Work instruction: All of the records below are to be given again word for word, with the pictures removed.
[Records to process — start]
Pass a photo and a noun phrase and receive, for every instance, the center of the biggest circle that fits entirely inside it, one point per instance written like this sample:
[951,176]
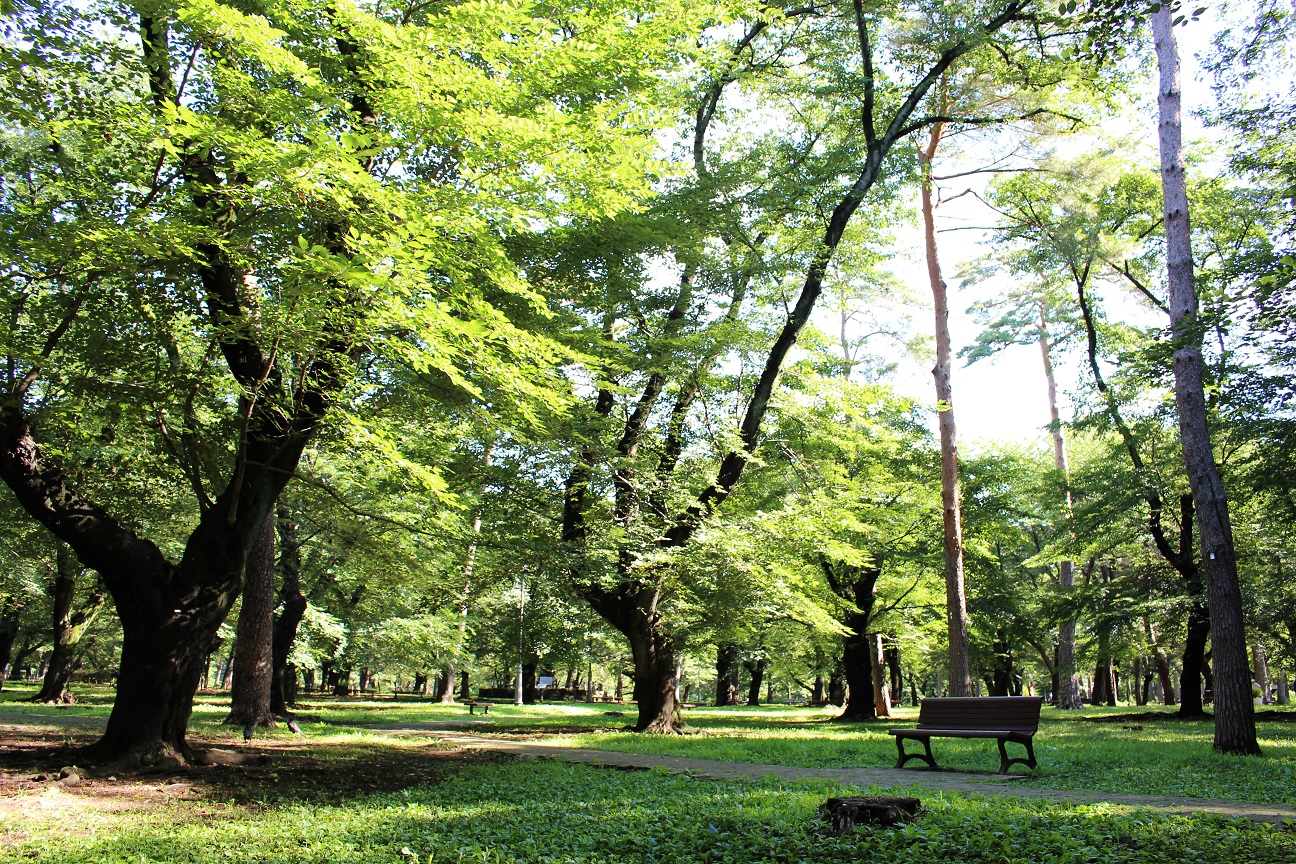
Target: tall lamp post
[521,618]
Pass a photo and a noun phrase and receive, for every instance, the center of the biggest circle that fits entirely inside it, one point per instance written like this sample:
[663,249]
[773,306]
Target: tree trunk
[1261,678]
[726,675]
[881,692]
[856,584]
[8,635]
[633,610]
[1001,682]
[1163,675]
[858,671]
[955,593]
[249,696]
[1068,672]
[1234,714]
[897,679]
[1102,689]
[529,683]
[283,683]
[756,669]
[1191,705]
[69,627]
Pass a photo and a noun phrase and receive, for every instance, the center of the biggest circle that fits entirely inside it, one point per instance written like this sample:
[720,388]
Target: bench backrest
[1012,713]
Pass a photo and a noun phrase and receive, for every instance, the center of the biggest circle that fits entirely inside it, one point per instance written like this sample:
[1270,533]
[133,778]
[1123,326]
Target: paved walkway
[933,780]
[454,732]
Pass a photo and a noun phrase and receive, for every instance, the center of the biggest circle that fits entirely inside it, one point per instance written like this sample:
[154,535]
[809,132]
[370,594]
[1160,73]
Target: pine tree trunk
[69,627]
[955,592]
[253,667]
[1234,714]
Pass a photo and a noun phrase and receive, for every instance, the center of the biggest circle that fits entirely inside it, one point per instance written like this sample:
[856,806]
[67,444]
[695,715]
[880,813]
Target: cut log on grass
[844,814]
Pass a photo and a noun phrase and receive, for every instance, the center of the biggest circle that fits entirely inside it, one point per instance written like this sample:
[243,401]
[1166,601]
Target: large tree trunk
[8,635]
[955,593]
[1261,670]
[447,696]
[726,675]
[283,683]
[1191,705]
[652,648]
[756,670]
[249,696]
[69,628]
[1067,672]
[881,692]
[856,584]
[1234,714]
[1163,665]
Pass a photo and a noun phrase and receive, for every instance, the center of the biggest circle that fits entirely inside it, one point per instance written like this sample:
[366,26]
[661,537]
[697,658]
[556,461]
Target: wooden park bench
[1005,718]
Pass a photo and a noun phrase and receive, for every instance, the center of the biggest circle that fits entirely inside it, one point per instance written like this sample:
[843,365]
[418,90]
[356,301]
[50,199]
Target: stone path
[937,780]
[454,732]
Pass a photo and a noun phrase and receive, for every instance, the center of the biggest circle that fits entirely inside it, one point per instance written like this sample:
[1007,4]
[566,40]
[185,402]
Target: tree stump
[844,814]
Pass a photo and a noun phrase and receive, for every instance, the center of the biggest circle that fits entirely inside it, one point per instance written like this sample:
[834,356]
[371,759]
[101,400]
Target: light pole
[521,618]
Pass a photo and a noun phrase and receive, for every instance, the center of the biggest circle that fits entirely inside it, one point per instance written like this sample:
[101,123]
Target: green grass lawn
[1164,758]
[551,812]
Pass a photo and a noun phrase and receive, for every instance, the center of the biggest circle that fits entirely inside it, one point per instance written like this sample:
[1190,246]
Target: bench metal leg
[905,757]
[1005,762]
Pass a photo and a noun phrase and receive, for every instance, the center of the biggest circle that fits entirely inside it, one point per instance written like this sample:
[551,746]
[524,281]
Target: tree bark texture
[881,691]
[1234,715]
[69,627]
[1067,671]
[726,675]
[253,667]
[756,672]
[283,683]
[1191,701]
[897,680]
[1001,680]
[1261,670]
[8,635]
[955,591]
[857,586]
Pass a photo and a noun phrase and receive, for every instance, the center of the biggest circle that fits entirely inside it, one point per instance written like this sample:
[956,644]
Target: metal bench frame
[1005,718]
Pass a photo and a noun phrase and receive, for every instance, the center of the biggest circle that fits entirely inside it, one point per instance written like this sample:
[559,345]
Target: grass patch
[1164,758]
[551,812]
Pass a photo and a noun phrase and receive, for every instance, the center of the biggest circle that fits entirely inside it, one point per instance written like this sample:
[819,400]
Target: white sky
[1003,398]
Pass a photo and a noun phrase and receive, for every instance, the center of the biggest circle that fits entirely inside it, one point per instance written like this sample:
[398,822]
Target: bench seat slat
[962,733]
[1006,718]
[Records to process — finish]
Task result:
Pass a photo and a noun phrase and receive, for every instance, the center of the biggest circle that fits entirely inside it, one point per instance written like this sample:
[951,176]
Target: tall lamp post
[521,618]
Pass a photo and a noun phrase and receive, for every instance, the center of the biggest circle that fits entirely inside it, one point per instance written like this sample:
[663,249]
[773,306]
Target: tree trunk
[1261,678]
[726,675]
[881,692]
[856,584]
[8,635]
[633,610]
[1001,682]
[1163,675]
[858,671]
[955,593]
[249,696]
[1068,672]
[1234,714]
[897,679]
[1102,689]
[529,683]
[283,683]
[756,669]
[1191,705]
[69,627]
Pass a photo and a noun phrase and receive, for every instance, the center of the biggest circle that fits entirely inside it, one point per instance written like this sample:
[720,388]
Target: bench backrest
[1012,713]
Pass a photo and a noun phrase and receive, for every instance, the center of the biggest circle that fits entirely inside it, one point per instance written like this sample:
[1270,533]
[133,778]
[1123,326]
Target: paved walkway
[933,780]
[454,732]
Pass a photo and a noun phrase and receive, for every instance, the center of the biggest circle that fits entirely inside it, one point per instance written like this sample:
[154,535]
[809,132]
[370,594]
[1160,73]
Target: pine tree trunk
[69,627]
[955,592]
[253,667]
[1234,714]
Pass a photo and a noun phrase and receive, for every instance, the center of the biggest circle that fits entirely inside it, one point per instance written like this sample:
[856,806]
[67,444]
[695,715]
[880,813]
Target: cut log on grass
[844,814]
Pass a photo and a noun phrase and receive, for every instance, the center of the biggest circle that fits entirely inside it, one point per instance written like this sample:
[243,401]
[1166,601]
Target: large tree trunk
[8,635]
[955,593]
[1261,670]
[447,696]
[726,675]
[283,683]
[1191,705]
[652,648]
[756,670]
[249,696]
[69,628]
[1067,672]
[881,692]
[856,584]
[1234,714]
[1163,665]
Pass a photo and a noun phrase and receive, for every instance, the center of the biggest circle that fits entirely inside it, one point per instance written like this sample:
[366,26]
[661,537]
[697,658]
[556,461]
Target: wooden park bench
[1005,718]
Pass a photo and a noun phrase and receive, for every instance, the center of the biggest circle that fits entirely inside it, one point per instance written like this sample:
[843,365]
[418,90]
[356,301]
[50,199]
Target: stone path
[937,780]
[454,732]
Pass a photo and a noun phrase and receive, for every instance, the center of the biggest circle that fits entirely inside it, one point per instance written like this sample:
[1007,4]
[566,40]
[185,402]
Target: tree stump
[844,814]
Pass a photo and a noun phrase and receive, for every instance, the center of the biggest circle that fits entirely inside it, one point per instance written like this sample:
[834,356]
[371,759]
[101,400]
Target: light pole
[521,618]
Pass a photo and a noun phrase and receive, for every instance, the center of the biggest circle that fits entirely inside it, one point per instance written like this sample:
[101,123]
Target: green grass lawn
[1164,758]
[551,812]
Pass a photo and a noun phrase and receive, for every instance, the center of the biggest circle that fits entirely inside it, one point per instance written like this sample:
[1190,246]
Target: bench metal leg
[905,757]
[1005,762]
Pass a photo and a noun phrase and receive, for every instance, the center of the biggest circle that fits entirely inside it, one point per instance written like this sample:
[551,746]
[524,281]
Target: tree bark texture
[881,691]
[1234,715]
[69,627]
[1067,671]
[726,675]
[253,667]
[756,672]
[283,683]
[1191,701]
[897,680]
[1001,680]
[1261,670]
[8,635]
[955,591]
[857,586]
Pass a photo and a noun phrase and receive, for every instance, the center of the biggest circle that fits entirely inside it, one point per instance written like this sample:
[956,644]
Target: metal bench frame
[1005,718]
Pass a photo and a noun phrase and receive, for every instance, the center of the biggest circle that fits entirely inside it, one point per instance written like this sample:
[559,345]
Target: grass patch
[1164,758]
[551,812]
Pass a photo and a noun phrase and receive, for every instance, the center of the biggest circle that fits entirely inside it, one point per instance written like this sample:
[819,400]
Target: white sky
[1003,398]
Pass a photo and a noun phrase and receive, for every instance, the center of the biggest circle that fits entirely inside it, one point per instance written like this sample:
[398,822]
Target: bench seat slat
[962,733]
[1006,718]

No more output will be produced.